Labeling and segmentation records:

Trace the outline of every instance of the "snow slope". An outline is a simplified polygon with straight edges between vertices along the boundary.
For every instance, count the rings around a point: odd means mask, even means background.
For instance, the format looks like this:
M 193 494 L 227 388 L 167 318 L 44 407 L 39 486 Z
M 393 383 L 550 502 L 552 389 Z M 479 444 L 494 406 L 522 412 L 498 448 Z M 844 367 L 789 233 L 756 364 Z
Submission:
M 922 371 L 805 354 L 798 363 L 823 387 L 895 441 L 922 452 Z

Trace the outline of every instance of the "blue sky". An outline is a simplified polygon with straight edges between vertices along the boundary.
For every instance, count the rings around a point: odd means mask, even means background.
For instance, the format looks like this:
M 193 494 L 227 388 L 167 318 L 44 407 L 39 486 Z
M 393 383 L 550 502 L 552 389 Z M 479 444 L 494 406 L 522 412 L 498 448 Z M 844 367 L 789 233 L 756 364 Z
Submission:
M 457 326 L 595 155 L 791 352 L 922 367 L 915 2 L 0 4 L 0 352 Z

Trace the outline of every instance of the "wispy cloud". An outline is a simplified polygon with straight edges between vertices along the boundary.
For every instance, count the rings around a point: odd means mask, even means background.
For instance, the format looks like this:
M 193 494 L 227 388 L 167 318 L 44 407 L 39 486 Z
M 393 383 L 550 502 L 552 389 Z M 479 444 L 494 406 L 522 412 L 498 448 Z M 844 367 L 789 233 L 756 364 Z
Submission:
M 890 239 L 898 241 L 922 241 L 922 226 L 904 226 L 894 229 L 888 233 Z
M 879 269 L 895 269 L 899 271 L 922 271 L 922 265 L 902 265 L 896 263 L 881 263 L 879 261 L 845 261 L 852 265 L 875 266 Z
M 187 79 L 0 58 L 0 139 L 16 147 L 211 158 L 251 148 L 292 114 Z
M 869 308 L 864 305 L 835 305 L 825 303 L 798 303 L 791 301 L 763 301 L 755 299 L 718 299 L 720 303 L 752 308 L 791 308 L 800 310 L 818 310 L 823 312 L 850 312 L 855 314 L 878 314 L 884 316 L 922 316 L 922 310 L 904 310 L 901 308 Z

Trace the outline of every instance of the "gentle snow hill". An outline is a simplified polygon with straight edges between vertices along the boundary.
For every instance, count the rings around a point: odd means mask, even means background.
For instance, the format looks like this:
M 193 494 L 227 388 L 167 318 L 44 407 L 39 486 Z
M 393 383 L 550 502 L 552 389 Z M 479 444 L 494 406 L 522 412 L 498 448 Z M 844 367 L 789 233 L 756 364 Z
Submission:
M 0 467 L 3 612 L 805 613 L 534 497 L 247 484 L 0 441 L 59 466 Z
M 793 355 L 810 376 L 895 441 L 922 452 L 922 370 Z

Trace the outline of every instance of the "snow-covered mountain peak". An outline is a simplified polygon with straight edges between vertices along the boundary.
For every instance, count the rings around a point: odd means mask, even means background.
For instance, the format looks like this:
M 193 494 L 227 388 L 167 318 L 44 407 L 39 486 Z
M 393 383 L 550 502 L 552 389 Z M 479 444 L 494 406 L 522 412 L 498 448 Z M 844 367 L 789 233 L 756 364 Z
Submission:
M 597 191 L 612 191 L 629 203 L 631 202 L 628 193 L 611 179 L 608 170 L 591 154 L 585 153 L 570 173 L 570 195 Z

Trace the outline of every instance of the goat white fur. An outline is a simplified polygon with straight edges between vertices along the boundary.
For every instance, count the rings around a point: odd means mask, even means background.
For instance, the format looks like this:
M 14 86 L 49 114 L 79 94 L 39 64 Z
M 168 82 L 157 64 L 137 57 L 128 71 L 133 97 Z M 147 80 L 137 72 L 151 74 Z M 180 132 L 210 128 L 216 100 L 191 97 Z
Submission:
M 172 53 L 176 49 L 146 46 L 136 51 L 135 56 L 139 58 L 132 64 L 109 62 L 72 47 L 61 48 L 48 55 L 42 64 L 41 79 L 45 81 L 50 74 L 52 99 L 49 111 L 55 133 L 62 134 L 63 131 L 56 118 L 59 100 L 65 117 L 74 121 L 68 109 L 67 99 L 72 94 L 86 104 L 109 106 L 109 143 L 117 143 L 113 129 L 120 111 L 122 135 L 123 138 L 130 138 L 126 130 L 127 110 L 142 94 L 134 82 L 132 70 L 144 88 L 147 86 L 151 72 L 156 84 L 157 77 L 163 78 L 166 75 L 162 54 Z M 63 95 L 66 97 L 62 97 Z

---

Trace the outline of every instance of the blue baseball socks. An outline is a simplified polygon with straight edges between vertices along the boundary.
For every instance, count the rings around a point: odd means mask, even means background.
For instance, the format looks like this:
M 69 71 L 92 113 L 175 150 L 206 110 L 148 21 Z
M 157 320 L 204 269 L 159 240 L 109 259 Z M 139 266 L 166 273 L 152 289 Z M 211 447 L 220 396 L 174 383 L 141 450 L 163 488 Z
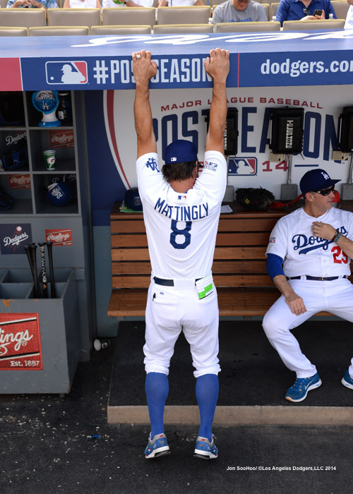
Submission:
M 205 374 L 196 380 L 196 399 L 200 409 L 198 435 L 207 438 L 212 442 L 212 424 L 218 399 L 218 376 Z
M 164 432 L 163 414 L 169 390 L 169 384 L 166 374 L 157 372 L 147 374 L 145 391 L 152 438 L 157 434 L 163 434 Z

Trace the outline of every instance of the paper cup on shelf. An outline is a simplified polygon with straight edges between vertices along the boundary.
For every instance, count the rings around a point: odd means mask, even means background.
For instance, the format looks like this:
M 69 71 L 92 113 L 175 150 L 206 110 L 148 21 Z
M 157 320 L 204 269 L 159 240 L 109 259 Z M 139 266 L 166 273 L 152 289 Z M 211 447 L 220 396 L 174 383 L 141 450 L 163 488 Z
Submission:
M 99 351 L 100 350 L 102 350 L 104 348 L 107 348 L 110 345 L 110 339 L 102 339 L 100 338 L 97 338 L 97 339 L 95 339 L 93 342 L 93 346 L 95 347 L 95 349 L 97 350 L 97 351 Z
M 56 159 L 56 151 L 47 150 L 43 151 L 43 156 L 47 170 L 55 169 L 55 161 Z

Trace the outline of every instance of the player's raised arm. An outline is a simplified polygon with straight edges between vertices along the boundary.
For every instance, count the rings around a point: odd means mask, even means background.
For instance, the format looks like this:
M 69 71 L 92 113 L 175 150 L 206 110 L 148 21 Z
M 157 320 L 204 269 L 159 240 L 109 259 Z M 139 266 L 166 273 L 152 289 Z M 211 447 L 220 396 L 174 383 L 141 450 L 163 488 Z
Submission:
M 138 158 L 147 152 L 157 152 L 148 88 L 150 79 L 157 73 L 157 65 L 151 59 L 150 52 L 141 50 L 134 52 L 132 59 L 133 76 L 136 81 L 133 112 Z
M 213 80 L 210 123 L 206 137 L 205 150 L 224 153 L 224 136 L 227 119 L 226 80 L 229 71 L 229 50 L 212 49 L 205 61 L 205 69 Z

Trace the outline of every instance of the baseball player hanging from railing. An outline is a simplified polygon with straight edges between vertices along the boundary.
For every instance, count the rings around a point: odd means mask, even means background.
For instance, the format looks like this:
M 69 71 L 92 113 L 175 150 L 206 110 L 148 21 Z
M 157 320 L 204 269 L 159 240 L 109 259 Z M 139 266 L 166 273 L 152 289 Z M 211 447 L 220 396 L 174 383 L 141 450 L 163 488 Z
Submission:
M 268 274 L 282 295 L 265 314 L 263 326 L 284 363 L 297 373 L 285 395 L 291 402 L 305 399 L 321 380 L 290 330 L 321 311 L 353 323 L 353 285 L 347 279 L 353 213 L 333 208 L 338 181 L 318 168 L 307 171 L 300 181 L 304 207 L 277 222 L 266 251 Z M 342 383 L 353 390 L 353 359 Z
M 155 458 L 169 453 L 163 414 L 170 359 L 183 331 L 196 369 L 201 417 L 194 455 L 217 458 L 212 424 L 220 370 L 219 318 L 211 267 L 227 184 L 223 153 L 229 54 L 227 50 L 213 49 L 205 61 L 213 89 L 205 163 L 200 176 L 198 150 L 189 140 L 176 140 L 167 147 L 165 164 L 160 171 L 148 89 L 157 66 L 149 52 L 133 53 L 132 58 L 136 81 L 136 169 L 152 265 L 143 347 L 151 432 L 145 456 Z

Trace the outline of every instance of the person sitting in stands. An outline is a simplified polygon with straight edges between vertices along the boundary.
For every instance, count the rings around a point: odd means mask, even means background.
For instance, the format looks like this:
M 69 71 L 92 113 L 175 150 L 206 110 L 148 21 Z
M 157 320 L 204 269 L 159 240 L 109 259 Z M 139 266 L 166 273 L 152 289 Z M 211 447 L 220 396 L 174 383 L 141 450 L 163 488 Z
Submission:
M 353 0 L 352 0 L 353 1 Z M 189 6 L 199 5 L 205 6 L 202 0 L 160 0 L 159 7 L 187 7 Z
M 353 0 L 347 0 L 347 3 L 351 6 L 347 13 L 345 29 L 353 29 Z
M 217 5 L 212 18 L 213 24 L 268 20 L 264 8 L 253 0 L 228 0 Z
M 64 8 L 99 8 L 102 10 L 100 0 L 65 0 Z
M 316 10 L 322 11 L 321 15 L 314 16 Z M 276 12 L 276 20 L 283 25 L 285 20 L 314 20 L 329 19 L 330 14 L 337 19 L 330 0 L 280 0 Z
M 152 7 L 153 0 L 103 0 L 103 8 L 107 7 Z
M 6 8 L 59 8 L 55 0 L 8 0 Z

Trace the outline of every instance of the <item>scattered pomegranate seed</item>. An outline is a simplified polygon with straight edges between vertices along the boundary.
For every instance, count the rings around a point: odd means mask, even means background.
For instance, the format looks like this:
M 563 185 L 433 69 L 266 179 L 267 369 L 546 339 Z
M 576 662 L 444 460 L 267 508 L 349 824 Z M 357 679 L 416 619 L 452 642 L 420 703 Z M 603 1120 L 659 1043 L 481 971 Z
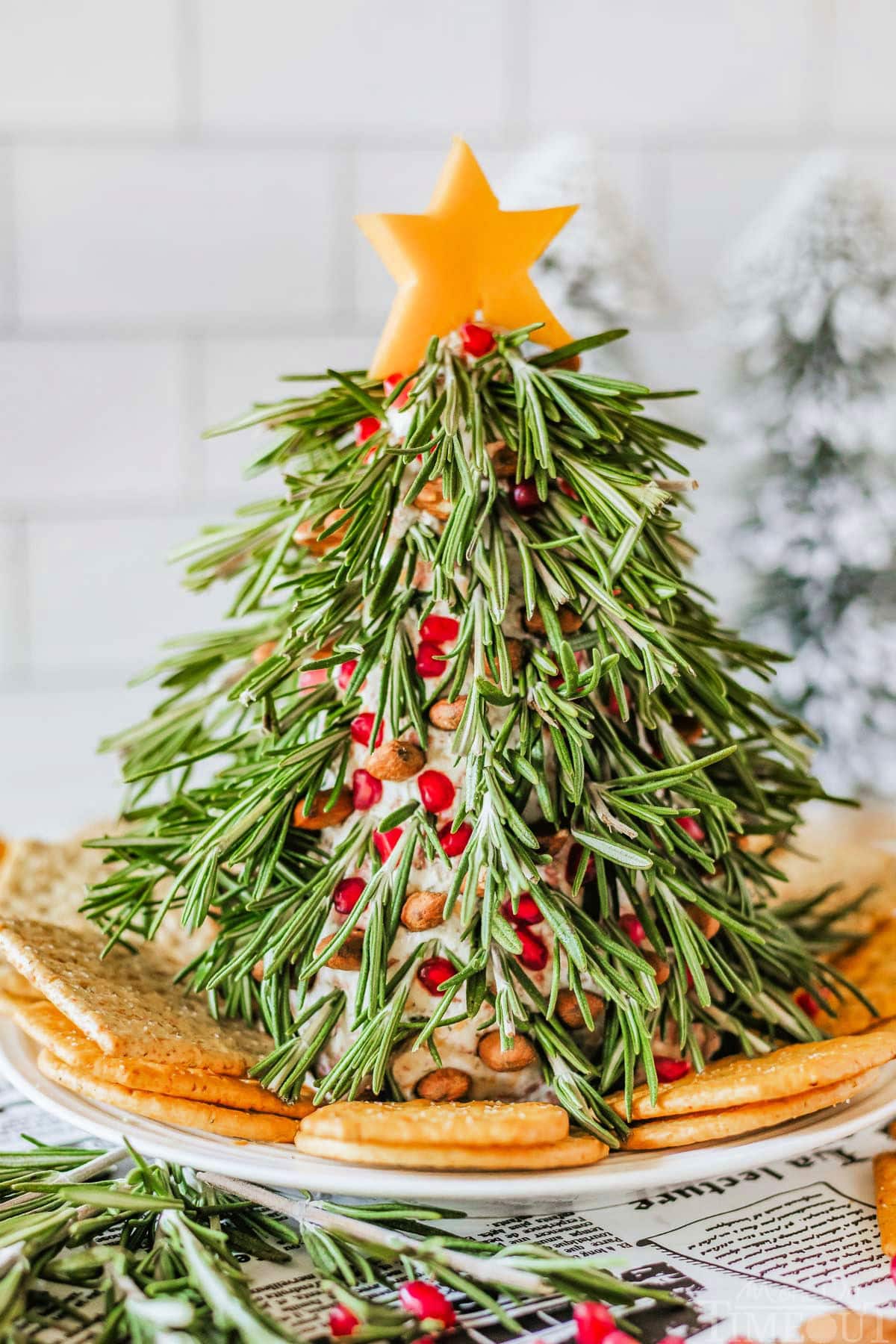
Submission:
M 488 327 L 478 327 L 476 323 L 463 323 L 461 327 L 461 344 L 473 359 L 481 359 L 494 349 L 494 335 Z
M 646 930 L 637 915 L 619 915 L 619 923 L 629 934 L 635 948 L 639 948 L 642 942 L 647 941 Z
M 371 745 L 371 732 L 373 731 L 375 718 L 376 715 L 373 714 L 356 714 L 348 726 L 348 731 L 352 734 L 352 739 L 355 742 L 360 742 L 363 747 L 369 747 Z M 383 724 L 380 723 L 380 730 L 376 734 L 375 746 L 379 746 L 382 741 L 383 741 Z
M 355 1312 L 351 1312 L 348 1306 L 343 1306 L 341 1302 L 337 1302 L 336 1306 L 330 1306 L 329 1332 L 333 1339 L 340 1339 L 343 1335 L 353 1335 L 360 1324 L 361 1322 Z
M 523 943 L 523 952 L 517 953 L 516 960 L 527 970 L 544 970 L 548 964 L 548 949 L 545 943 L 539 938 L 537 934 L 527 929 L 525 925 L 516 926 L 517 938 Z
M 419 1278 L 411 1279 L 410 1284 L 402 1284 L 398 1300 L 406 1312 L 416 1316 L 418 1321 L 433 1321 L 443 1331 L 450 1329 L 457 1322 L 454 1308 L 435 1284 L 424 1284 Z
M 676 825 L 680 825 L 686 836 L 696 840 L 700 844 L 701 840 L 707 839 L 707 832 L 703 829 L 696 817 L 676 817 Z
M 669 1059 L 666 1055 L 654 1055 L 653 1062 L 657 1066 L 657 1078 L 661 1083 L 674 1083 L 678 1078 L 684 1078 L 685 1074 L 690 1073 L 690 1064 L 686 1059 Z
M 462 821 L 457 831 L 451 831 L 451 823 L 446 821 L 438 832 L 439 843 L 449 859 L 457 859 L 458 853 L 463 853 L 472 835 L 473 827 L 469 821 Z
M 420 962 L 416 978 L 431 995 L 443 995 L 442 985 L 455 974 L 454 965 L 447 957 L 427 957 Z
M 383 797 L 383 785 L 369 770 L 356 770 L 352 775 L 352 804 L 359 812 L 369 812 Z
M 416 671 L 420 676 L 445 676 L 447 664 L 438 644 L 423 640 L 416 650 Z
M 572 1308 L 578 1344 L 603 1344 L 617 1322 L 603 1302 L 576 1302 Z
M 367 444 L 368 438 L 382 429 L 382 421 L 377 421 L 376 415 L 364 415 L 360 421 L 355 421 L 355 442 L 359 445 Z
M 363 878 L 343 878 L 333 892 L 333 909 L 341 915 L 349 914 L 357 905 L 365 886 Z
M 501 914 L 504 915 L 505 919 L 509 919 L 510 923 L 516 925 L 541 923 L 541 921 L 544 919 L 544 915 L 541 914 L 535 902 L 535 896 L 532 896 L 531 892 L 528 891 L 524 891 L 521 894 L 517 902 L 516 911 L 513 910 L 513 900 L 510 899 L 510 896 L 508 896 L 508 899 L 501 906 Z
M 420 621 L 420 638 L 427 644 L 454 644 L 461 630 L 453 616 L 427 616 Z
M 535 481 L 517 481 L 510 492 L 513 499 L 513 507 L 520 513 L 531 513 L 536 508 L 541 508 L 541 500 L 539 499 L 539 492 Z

...

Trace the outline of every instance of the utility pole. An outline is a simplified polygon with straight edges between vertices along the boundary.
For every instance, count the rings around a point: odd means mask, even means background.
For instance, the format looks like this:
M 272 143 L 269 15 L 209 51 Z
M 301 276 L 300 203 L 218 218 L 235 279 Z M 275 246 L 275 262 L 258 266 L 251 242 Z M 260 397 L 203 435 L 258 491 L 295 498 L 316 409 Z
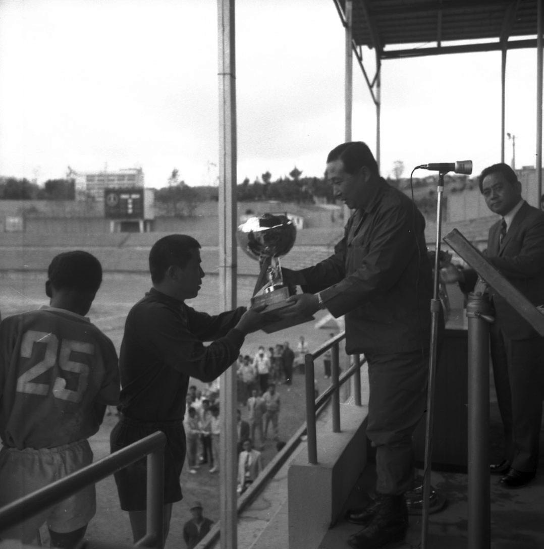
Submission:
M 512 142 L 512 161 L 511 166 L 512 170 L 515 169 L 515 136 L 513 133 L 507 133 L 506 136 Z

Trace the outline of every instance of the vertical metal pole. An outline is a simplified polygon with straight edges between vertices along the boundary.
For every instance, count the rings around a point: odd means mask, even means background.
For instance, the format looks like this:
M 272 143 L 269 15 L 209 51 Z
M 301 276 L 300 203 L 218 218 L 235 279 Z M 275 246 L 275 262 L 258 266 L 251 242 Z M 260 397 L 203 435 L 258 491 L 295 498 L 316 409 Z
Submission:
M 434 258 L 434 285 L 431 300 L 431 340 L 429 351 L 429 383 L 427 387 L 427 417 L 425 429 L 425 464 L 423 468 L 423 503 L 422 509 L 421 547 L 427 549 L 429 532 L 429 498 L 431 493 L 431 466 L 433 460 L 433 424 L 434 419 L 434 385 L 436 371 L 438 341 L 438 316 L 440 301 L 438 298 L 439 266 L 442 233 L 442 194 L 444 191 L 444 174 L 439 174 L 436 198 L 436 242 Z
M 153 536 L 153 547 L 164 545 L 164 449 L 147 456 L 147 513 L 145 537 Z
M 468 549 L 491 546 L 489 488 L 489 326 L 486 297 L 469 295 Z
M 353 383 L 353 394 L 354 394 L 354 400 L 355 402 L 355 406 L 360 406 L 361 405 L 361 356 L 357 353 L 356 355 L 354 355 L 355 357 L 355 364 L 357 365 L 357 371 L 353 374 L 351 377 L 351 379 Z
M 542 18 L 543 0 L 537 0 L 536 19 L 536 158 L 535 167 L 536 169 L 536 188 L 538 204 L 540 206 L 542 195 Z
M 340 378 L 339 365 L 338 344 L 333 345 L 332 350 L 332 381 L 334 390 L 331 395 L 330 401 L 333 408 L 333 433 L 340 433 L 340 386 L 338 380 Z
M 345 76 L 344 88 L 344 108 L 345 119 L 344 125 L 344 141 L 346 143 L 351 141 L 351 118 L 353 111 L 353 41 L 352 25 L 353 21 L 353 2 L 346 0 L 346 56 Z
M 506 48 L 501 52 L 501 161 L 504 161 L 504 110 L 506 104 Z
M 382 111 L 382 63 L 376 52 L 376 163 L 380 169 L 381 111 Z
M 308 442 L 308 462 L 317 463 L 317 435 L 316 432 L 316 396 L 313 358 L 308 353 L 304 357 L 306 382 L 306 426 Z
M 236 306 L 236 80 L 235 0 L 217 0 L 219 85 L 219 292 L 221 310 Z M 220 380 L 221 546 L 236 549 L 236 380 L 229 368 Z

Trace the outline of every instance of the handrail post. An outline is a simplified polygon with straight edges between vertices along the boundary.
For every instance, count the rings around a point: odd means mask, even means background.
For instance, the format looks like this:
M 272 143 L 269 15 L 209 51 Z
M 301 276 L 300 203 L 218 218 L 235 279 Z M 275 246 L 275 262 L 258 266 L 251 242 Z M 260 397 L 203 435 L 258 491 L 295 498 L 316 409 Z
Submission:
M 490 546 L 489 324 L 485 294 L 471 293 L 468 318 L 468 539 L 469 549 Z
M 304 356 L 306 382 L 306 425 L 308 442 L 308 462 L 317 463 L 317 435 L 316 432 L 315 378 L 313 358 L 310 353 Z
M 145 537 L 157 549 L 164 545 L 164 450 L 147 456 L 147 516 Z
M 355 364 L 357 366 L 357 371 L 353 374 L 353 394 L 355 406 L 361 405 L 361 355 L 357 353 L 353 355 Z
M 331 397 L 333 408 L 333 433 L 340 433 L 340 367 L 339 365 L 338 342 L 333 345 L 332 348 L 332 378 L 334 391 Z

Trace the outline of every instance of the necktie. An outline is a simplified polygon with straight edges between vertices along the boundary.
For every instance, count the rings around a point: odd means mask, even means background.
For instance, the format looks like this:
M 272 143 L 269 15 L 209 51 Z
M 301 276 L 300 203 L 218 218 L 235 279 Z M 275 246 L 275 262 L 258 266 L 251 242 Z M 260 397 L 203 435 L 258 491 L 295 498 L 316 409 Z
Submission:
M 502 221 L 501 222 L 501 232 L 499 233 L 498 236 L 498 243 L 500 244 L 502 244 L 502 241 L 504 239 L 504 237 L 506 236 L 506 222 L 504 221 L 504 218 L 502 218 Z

* _Objective_: Rewrite the material starting at the line containing "Trace the outline of every instance of the person" and ending at the line containing "M 217 5 L 212", changing "stands" to "bleachers" and leaving everything else unchanged.

* _Task solution_:
Trace the outline of every instance of the person sitting in bleachers. An outline is a simplified polygon with straight edges between vertices along the boundary.
For every instance, count the rings around a point: odd means mask, even means background.
For instance, the format looks like this:
M 69 71 L 92 113 L 175 150 L 206 110 L 148 21 Z
M 157 320 L 204 269 L 159 240 L 109 259 Z M 139 266 L 166 273 L 152 289 Z M 211 447 L 220 396 L 174 383 L 141 450 L 163 488 Z
Submission:
M 353 0 L 352 0 L 353 1 Z M 189 6 L 199 5 L 205 6 L 202 0 L 160 0 L 159 7 L 187 7 Z
M 353 0 L 347 0 L 347 3 L 351 6 L 347 13 L 345 29 L 353 29 Z
M 217 5 L 212 18 L 213 24 L 268 20 L 264 8 L 253 0 L 228 0 Z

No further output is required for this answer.